## Directive
Continue the article about the Undergraduate Council's spending on Ivy Council conferences, picking up after its final sentence.
Start of Page extract
Why a $1,000 annual conference is raising eyebrows on the cash-starved Undergraduate Council

By David C. Newman, Crimson Staff Writer

This year's Undergraduate Council is tightening its belt in almost every area. Due to budget shortages, the council only gives student groups an average of half the money they request in grants each year, and the council has even turned to outside companies to help fund this year's Springfest.

But one expenditure the council has been unwilling to cut thus far is the approximately $1,000 each year it spends to send a handful of council members to Ivy Council conferences at other Ivy League campuses.

That $1,000, some have said, could mean four additional grants to student groups.

And while some council members say the Ivy Council conferences promote communication between the participating schools, few can point to tangible benefits for Harvard.

Oh, the Places You'll Go

Twice a year, each of the eight Ivy League colleges sends student government members to Ivy Council meetings, where the students discuss campus issues, share ideas for effective student government, listen to speakers and go to parties.

The price tag on the trips to planning meetings in New York City, leadership meetings at Yale and the conferences themselves is at least $1,000, according to Sterling P.A. Darling '01, the Undergraduate Council's treasurer.

Last semester's conference included breakout sessions on social life, student group funding, ethnic studies, financial aid, health services and other topics.

But although the breakout sessions are the only events on the agenda that focus on tangible student-life topics, they took up only three hours of the three-day conference.

And the minutes from the sessions suggest that Harvard's participation is often half-hearted.

Although participants are supposed to submit reports to the Ivy Council on the topic of each breakout session they attend, Harvard's delegates last semester submitted no written report for half of the eight breakout sessions they attended.
End of Page extract
Start of Given entries
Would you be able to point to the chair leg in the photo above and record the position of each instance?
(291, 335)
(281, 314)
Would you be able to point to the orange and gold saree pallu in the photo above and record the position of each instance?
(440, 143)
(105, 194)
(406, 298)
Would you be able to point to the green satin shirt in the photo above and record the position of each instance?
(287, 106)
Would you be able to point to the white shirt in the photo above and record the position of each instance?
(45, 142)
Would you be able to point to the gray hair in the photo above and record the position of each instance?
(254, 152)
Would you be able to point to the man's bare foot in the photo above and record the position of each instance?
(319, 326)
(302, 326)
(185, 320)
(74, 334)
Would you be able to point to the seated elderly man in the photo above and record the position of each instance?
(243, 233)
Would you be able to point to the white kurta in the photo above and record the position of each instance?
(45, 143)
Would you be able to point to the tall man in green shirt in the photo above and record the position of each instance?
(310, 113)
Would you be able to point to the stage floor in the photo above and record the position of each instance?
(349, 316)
End of Given entries
## Exercise output
Many of the reports they neglected to prepare were on topics that the Undergraduate Council has identified are problem areas at Harvard.

For instance, while the council has made a point of lobbying to reform University Health Services, Harvard's Ivy Council delegates gave no report to the breakout group about health services on this campus.

This partial participation was typical of schools at the conference. If every Ivy League college had submitted a report at each of the eight breakout sessions, there would be 64 reports in total. But delegates actually submitted just 42 reports.

And with only a handful of colleges issuing reports on any one issue, the conference book suggests it may have been difficult for some of the breakout groups to be as productive as they hoped. For instance, the breakout group dealing with sexual harassment only saw three of the eight colleges issue reports, and the delegates' discussions in the session produced little more than one page of notes.

Few Tangible Benefits

The program's opponents say the biggest problem with the Ivy Council is that the group just doesn't get much done.

Council member David B. Orr '01 says he can't think of a single improvement made at Harvard due to the Ivy Council.

Part of the problem, according to Darling, may be that while the Ivy Council provides its delegates with some information, "it doesn't necessarily provide the information that you need."

Issues that come up at Harvard--such as universal keycard access, Fly-By lunches, and ROTC--are so specific to this campus that they can't necessarily be anticipated and addressed by the Ivy Council, Darling says.

Even former Undergraduate Council Vice President Kamil E. Redmond '00, a former delegate to the conference and supporter of the program, says the conferences have not affected the Undergraduate Council agenda.

"There's no policy that comes out of the Ivy Council," she says.

Alexander A. Boni-Saenz '01--who says he likes the idea of information flowing between student governments in principle--says he's "not sure" that the group has accomplished anything substantial. And in the final analysis, he says adequate funding for student groups might take precedence over the Ivy Council.

"We definitely have to look for places to cut back," Boni-Saenz said. "The Ivy Council may be one of them."

Council member Kyle D. Hawkins '01 suggests that Undergraduate Council members could get the same information they obtain at the conferences for free elsewhere. Ivy League student government presidents could e-mail and call each other, he says.

And Darling says much of the information delegates get at Ivy Council conferences could be obtained by for free by checking the various Ivy

League colleges' websites.

The Ivy Council's detractors acknowledge that the program has some merit, but emphasize the need to see results from the program soon.

"I don't support using student money to pay for some council members to go off to another Ivy college and have a fun weekend," Hawkins says.

In Defense

Fentrice D. Driskell '00, the Undergraduate Council's president, says the organization is just beginning to show its worth.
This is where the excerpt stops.